**Exercise details**
Please return each line of the listing below that contains the string "green". Matching is case-sensitive.

**Dataset content**
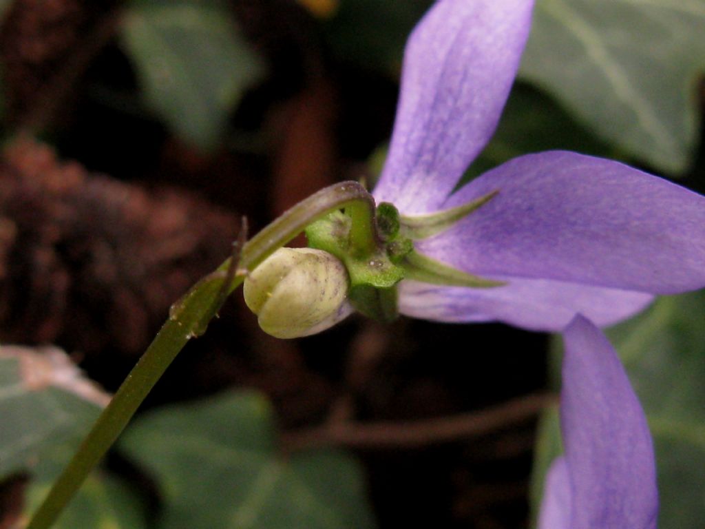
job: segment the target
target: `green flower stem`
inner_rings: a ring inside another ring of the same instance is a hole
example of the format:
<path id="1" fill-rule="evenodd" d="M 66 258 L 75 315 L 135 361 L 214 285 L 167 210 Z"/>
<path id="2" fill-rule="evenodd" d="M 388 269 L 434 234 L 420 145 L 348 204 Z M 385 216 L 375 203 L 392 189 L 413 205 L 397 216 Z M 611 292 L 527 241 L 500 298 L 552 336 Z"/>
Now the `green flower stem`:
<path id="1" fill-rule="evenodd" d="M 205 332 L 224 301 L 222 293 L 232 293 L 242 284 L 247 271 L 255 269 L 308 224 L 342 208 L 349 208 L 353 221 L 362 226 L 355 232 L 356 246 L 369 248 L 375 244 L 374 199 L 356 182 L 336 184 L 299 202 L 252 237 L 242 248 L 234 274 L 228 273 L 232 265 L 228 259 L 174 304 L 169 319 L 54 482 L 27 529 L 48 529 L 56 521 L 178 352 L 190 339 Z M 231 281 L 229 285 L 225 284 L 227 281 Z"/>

**Problem solution**
target: `green flower stem`
Now the `green flower stem`:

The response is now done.